§ PROVIDED MATERIAL
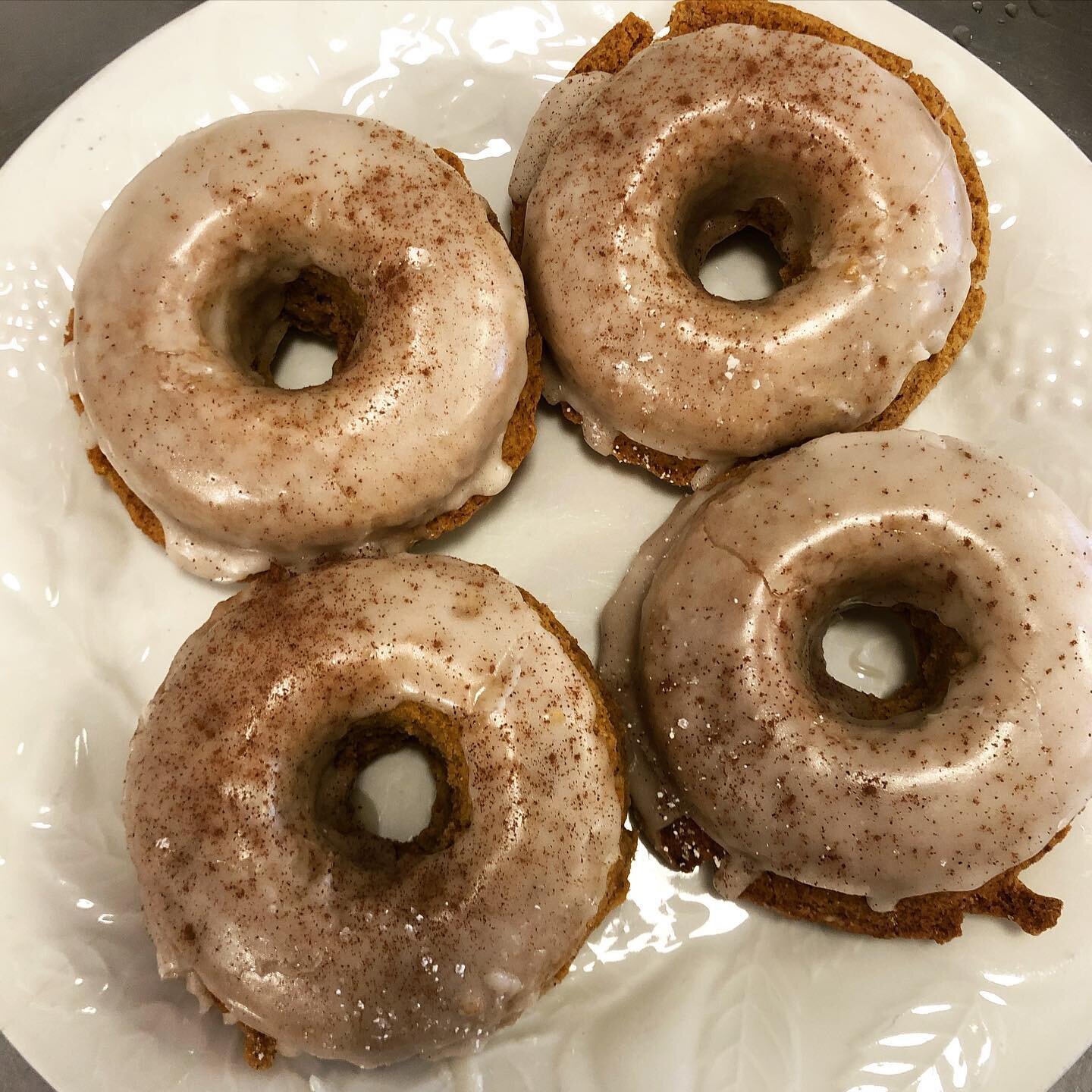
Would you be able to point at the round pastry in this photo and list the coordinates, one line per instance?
(896, 816)
(260, 887)
(333, 224)
(746, 114)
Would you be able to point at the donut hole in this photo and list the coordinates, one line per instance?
(744, 267)
(394, 794)
(396, 784)
(302, 360)
(295, 329)
(876, 663)
(871, 650)
(742, 250)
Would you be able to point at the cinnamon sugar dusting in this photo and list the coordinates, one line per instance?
(710, 642)
(357, 956)
(717, 123)
(176, 296)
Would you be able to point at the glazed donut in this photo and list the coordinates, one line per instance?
(891, 817)
(265, 893)
(319, 221)
(852, 164)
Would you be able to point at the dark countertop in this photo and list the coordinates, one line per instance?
(49, 49)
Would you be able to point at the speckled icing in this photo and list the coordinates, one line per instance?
(185, 275)
(708, 640)
(245, 896)
(650, 171)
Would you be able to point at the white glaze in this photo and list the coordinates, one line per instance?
(726, 985)
(560, 107)
(852, 155)
(168, 318)
(245, 896)
(708, 645)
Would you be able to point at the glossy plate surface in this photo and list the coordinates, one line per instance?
(677, 990)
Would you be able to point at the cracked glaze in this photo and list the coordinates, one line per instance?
(642, 169)
(708, 643)
(183, 278)
(247, 898)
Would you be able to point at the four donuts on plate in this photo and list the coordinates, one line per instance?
(893, 817)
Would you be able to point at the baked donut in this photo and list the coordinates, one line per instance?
(747, 114)
(891, 817)
(333, 224)
(260, 888)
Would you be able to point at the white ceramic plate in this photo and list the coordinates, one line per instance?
(676, 990)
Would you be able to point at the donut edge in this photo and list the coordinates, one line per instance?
(610, 727)
(518, 441)
(628, 37)
(937, 916)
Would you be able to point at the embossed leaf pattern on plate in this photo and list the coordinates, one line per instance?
(677, 990)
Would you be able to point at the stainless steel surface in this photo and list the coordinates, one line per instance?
(49, 49)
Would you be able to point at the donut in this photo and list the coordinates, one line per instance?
(746, 114)
(335, 225)
(893, 817)
(259, 887)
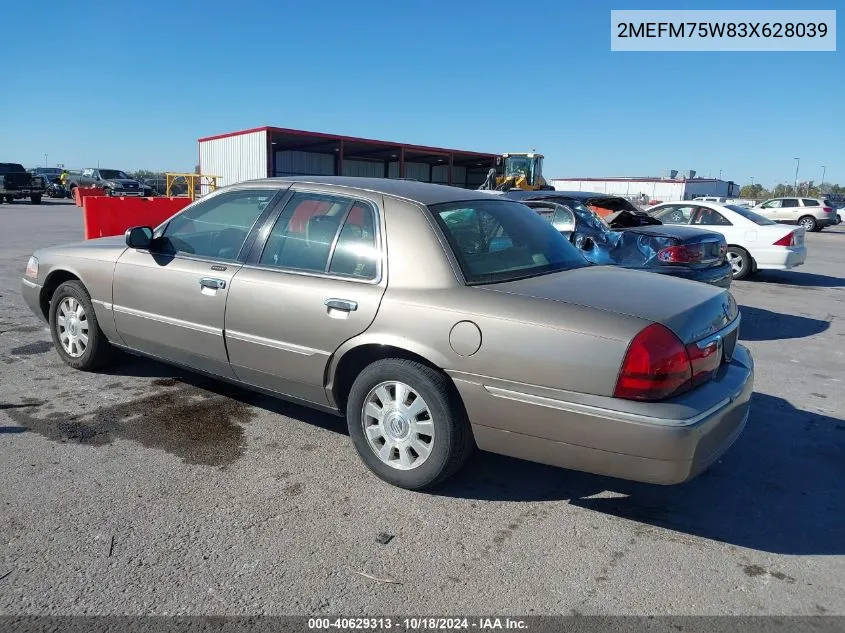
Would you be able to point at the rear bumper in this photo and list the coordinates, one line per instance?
(659, 443)
(779, 258)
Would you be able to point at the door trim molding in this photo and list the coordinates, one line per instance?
(160, 318)
(274, 343)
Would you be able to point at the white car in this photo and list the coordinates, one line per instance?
(754, 242)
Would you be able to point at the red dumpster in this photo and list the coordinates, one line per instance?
(104, 215)
(79, 193)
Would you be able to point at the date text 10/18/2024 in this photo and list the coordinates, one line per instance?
(418, 623)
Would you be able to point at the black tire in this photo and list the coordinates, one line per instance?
(746, 264)
(809, 223)
(452, 443)
(98, 351)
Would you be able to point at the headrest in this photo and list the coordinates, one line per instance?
(321, 228)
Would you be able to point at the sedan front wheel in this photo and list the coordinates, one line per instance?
(74, 328)
(740, 262)
(407, 423)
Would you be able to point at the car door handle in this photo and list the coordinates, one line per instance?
(212, 283)
(341, 304)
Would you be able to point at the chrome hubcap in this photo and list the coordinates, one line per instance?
(735, 260)
(398, 425)
(72, 327)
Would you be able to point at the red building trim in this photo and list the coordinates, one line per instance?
(348, 139)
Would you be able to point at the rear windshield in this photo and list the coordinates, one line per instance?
(500, 240)
(749, 215)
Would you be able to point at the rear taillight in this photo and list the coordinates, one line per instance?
(786, 240)
(656, 366)
(684, 254)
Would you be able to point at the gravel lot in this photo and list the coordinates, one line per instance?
(226, 502)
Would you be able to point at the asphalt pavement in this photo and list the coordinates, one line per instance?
(145, 489)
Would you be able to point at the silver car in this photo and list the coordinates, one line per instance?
(435, 319)
(813, 214)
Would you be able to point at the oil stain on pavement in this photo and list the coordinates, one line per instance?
(199, 426)
(39, 347)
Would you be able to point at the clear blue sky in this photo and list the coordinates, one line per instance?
(133, 85)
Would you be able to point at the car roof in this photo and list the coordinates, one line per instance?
(422, 192)
(540, 195)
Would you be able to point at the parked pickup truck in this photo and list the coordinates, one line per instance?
(17, 183)
(113, 181)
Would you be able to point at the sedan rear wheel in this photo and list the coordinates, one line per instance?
(407, 423)
(740, 262)
(808, 222)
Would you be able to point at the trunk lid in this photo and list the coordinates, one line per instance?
(690, 309)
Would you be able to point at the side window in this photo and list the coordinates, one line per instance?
(216, 228)
(356, 254)
(675, 214)
(710, 217)
(324, 233)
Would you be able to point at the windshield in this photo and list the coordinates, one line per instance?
(500, 240)
(111, 174)
(749, 215)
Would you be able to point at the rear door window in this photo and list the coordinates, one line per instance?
(324, 234)
(710, 217)
(216, 227)
(499, 240)
(675, 214)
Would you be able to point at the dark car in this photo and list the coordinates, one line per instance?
(610, 230)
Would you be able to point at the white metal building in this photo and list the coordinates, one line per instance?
(269, 151)
(662, 189)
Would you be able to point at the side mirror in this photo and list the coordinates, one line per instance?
(584, 243)
(139, 237)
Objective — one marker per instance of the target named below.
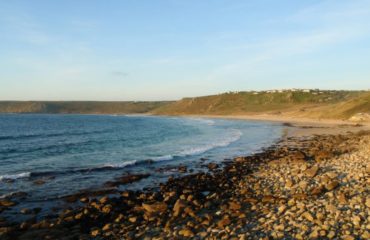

§ EXERCISE AIM
Please copy every line above word for word, leaving out the pictures.

§ REPLY
Would you be able to point at the round pastry in this photo and list the coordinates, one line per instance?
(896, 816)
(260, 887)
(333, 224)
(746, 114)
Would you be able to point at the donut hole in this photo and list the coordinates, one line per instance?
(744, 267)
(394, 794)
(396, 784)
(302, 360)
(295, 329)
(876, 663)
(871, 650)
(742, 250)
Would you be able to point at the cinnamon sugar dusting in this photo and list the coordinates, one line per instance?
(710, 642)
(357, 956)
(717, 123)
(176, 296)
Would you be able to point at the glazed donut in this photo and list the coordinates, one line per instance?
(891, 817)
(265, 893)
(319, 221)
(852, 164)
Would you be able to point at the dark countertop in this photo and list the coordinates, one line per instance?
(49, 49)
Would you be able to point at the speckled icing in this photo and list the coordinates, one line per instance?
(185, 275)
(708, 640)
(245, 896)
(650, 171)
Would you be able to point at the white glaze in this photo and list the coordinates, one line per instance?
(726, 985)
(560, 107)
(852, 155)
(168, 318)
(245, 896)
(708, 645)
Would you be able to point at the glossy plate surface in this photo and list the coordinates, one line per instance?
(677, 990)
Would you be able to point at the cracked glaze in this photo and list the coordinates, one line per instance?
(642, 169)
(708, 643)
(183, 278)
(247, 898)
Would you be able to point at the four donuts on plate in this photo and list the coordinates, one line per instance?
(893, 817)
Would you be able to point at the baked donut in this photo and list the coordinates, one line per instance?
(747, 114)
(891, 817)
(333, 224)
(260, 888)
Would you be able to point at the white ceramic plate in this photo and list the coordinates, one line per instance?
(676, 990)
Would you be able to point at the donut edge in this photo and list the coordinates, one line per instance?
(610, 727)
(518, 441)
(628, 37)
(937, 916)
Would you be able to point at the embossed leaf pattern on plate in this photo and list the coordinates, one line per instance?
(677, 990)
Would you be able to point at the stainless steel surface in this photo and list the coordinates, one line per instance?
(49, 49)
Would you be able to point at the donut in this photo and list the coordinates, one line per instance?
(746, 114)
(335, 225)
(893, 817)
(259, 887)
Would you be able to point at the rear bumper in this photo and list the coordinates, one line per instance?
(659, 443)
(779, 258)
Would you be able to point at the door trim molding in this photo and list the coordinates, one line per instance?
(160, 318)
(274, 343)
Would you be able to point at the white car in this photo and list the coordinates, one line per instance?
(754, 242)
Would you be able to point at the red dumpster in this photo and list the coordinates, one line per instance?
(104, 215)
(79, 193)
Would you be able to point at the date text 10/18/2024 in this photo and list the coordinates, one line per instance?
(418, 623)
Would you be able to point at the black tire in this photo and list the coordinates, one line per instance?
(746, 264)
(809, 223)
(452, 443)
(98, 351)
Would you be able to point at the headrest in this photo and list the coordinates, one line per instance?
(321, 228)
Would you be able to point at the sedan front wheel in this photo and list the coordinates, one line per instance?
(74, 328)
(740, 262)
(407, 423)
Would you be able to point at the car door handle in this photo and list the coordinates, one line per instance?
(212, 283)
(341, 304)
Would you be able to point at the chrome hubcap in this photo and list the coordinates, one line per instance?
(735, 260)
(398, 425)
(72, 327)
Would you be able to point at the red building trim in this photo and list the coordinates, one line per instance?
(348, 139)
Would you be able to point at the rear windshield in this photo and list the coordinates, one line per instance?
(500, 240)
(749, 215)
Would you be able to point at the rear taillight in this photo and list the coordinates, one line per instance?
(786, 240)
(656, 366)
(684, 254)
Would you be able to point at the gravel lot in this photo and list the coordinates, one line per instance?
(226, 502)
Would you be able to point at the asphalt pavement in this photo and list the coordinates, one line per instance?
(145, 489)
Would you be able to point at the silver car in this photo and list the coordinates, one line per instance?
(435, 319)
(813, 214)
Would you be able to point at the oil stain on pavement in this photo and list the coordinates, one line per instance?
(199, 426)
(39, 347)
Would you be able to point at the clear blue sky in this photo and list the coordinates, one line per instance?
(133, 85)
Would you be able to point at the car roof in this photo and list the coordinates, one line per instance?
(422, 192)
(540, 195)
Would you be able to point at the parked pickup truck in this photo and list the coordinates, one line per instance?
(17, 183)
(113, 181)
Would you be able to point at the sedan rear wheel in this photo and list the coordinates, one line per instance?
(407, 423)
(740, 262)
(808, 222)
Would you be able to point at the trunk lid in this photo and list the coordinates, one line per instance?
(690, 309)
Would you be able to point at the side window in this photo and list the coordinates, one line per instance?
(216, 228)
(356, 254)
(675, 214)
(710, 217)
(324, 233)
Would you be able to point at the windshield in this photo and list the coordinates, one line per instance?
(500, 240)
(111, 174)
(749, 215)
Would you be able to point at the rear door window in this photo and list the coordinates, one line per instance?
(324, 234)
(710, 217)
(216, 227)
(499, 240)
(675, 214)
Would you be able to point at the dark car in this photo and list the coordinates, one line per instance?
(610, 230)
Would you be able to point at the white metal building in this photo and list the coordinates, one line per instance?
(269, 151)
(662, 189)
Would you be able to point at the side mirror in this photo and list the coordinates, one line per instance?
(584, 243)
(139, 237)
Objective — one marker per instance of the target named below.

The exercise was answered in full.